**SELECTED EXCERPT**
++++++++++

# Best way to convert stems from submersed to emersed condition



## Freemann (Mar 19, 2004)

I want to grow a number of soft stem plants to their emersed state, do I always have to keep the plants initially under water and wait for them to grow above? My emersed setup has 10 cm of water to it and it would be difficult to keep the plant initially under water cause of this height. Is there another way to start them like lets say keep them even initially outside the water but really moist?
Freemann


----------



## brad (Jul 10, 2005)

Make sure you have a 'dome' over the plants to trap the humidity. Most of my plants make the transition quite well, while others not so well. My crypts usually lose all but the youngest leaves then come back nicley.


----------



## williamst (Nov 24, 2005)

You could try floating the plants on the water. Depending on which species of plants, some will try to grow emerse shoots, while some will not. 



William S.


----------



## Freemann (Mar 19, 2004)

So from what I have read from previous posts as well the best way to convert stem plants to emersed form could prolly be to have a separate small tank that could be my conversion area it could prolly be a tank with like 3-4 cm of potting soil covered with gravel, enough to keep it down and maybe 3 cm of water above. I could plant small or long pieces of plants in submersed form in it let them float maybe even let the water evaporate by aerating a bit more than normal and wait for them to convert to terrestrial form before transferring them (the top emersed form?) to the pots in the tank with just maybe 1 cm or 2 total water under the pots. Would you agree on that? Also I read about lots of different approaches on substrate mediums, sand and peat, sand and peat and soil, soil alone , Beach tree soil maybe (I hear it is good for growing most crypts in some mixed with some in some acidophilic alone), also I read that some coarse light material (perlite, pumice or something similar could be nice to keep the soil from compacting and let the excess water drain would be nice which one of all this would you consider the best approach? for my final setup with pots and which substrate for the conversion from submersed to emersed state?

++++++++++

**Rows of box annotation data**
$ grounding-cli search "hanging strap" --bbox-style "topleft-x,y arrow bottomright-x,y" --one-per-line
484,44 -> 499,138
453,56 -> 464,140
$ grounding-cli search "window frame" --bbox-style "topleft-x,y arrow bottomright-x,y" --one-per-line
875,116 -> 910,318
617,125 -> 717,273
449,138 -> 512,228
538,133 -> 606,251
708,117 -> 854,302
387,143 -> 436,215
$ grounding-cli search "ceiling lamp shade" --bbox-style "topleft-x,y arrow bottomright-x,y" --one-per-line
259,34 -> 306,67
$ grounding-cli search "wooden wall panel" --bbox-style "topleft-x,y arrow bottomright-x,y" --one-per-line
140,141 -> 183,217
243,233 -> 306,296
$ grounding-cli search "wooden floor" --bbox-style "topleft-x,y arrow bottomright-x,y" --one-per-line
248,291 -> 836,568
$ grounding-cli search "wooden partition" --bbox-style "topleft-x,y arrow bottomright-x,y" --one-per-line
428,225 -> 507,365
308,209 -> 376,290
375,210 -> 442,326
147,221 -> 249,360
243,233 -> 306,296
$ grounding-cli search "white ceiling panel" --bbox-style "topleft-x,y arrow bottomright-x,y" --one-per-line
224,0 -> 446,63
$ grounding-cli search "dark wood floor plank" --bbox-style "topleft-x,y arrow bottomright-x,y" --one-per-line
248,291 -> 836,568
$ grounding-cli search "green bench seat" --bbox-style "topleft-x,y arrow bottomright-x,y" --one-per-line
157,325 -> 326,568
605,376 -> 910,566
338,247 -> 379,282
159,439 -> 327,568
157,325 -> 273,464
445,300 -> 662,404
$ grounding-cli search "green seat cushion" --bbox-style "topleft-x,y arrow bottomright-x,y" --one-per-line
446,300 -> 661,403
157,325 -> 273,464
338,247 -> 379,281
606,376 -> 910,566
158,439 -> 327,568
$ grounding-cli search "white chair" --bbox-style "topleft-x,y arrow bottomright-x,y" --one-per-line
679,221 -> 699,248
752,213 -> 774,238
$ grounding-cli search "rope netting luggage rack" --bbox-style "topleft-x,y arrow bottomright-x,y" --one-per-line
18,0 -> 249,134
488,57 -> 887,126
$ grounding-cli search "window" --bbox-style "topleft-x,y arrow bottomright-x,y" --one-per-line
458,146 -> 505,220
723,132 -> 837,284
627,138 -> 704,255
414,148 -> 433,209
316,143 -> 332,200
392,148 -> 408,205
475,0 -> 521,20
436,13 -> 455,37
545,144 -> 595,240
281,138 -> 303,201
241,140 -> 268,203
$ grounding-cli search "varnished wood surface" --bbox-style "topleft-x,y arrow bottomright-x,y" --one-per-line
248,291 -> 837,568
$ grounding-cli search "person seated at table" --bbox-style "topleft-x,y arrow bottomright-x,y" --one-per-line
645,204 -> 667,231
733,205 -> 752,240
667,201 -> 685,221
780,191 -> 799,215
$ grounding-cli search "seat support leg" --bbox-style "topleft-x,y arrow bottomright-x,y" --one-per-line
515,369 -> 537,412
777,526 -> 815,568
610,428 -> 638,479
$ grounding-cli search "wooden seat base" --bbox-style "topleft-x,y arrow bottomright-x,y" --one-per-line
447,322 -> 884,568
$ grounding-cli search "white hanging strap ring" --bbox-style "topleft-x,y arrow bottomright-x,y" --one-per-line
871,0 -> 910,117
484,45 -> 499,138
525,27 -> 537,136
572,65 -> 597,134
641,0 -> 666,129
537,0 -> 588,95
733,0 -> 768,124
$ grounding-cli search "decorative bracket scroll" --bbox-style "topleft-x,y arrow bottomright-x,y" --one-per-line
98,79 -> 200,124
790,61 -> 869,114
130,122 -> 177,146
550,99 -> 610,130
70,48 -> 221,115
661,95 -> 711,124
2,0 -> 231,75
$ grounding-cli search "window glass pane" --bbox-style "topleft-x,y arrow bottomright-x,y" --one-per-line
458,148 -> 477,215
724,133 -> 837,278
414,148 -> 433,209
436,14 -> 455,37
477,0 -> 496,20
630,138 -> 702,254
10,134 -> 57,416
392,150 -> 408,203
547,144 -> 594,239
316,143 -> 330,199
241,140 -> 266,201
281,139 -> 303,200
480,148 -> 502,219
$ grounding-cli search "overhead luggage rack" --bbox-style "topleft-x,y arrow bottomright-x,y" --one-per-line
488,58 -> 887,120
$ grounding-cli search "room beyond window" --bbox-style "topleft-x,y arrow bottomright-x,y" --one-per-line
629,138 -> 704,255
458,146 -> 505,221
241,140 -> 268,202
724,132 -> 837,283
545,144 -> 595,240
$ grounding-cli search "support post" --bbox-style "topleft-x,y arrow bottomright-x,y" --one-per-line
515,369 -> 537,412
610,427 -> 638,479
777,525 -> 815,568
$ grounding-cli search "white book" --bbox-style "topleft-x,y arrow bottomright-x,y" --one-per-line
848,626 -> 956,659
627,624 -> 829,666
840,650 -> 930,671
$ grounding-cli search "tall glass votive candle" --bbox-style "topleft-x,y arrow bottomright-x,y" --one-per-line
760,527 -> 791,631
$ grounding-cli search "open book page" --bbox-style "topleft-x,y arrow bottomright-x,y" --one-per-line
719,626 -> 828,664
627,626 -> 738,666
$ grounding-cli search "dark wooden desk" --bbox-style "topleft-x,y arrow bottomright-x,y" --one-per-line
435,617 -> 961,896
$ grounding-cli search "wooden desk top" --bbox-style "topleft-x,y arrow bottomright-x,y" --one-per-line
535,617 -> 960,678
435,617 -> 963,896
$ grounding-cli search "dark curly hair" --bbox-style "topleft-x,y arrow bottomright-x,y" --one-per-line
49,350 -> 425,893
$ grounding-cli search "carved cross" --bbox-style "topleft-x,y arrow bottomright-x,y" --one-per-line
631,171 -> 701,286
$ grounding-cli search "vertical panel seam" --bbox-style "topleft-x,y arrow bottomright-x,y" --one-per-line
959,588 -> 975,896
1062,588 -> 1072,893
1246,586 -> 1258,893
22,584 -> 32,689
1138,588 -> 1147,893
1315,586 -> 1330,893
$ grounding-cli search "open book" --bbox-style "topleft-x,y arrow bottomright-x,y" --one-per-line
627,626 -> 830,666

++++++++++

**WHAT YOU WILL DO**
(1) Give again the passage of the forum thread on converting stem plants that opens with the words containing "I want to grow" and closes with "(Jul 10, 2005)".
(2) Return each line of the records that contains the string "book".
The forum thread and the records are unrelated to each other.

**REPLIES**
(1)
I want to grow a number of soft stem plants to their emersed state, do I always have to keep the plants initially under water and wait for them to grow above? My emersed setup has 10 cm of water to it and it would be difficult to keep the plant initially under water cause of this height. Is there another way to start them like lets say keep them even initially outside the water but really moist?
Freemann


----------



## brad (Jul 10, 2005)

(2)
$ grounding-cli search "white book" --bbox-style "topleft-x,y arrow bottomright-x,y" --one-per-line
$ grounding-cli search "open book page" --bbox-style "topleft-x,y arrow bottomright-x,y" --one-per-line
$ grounding-cli search "open book" --bbox-style "topleft-x,y arrow bottomright-x,y" --one-per-line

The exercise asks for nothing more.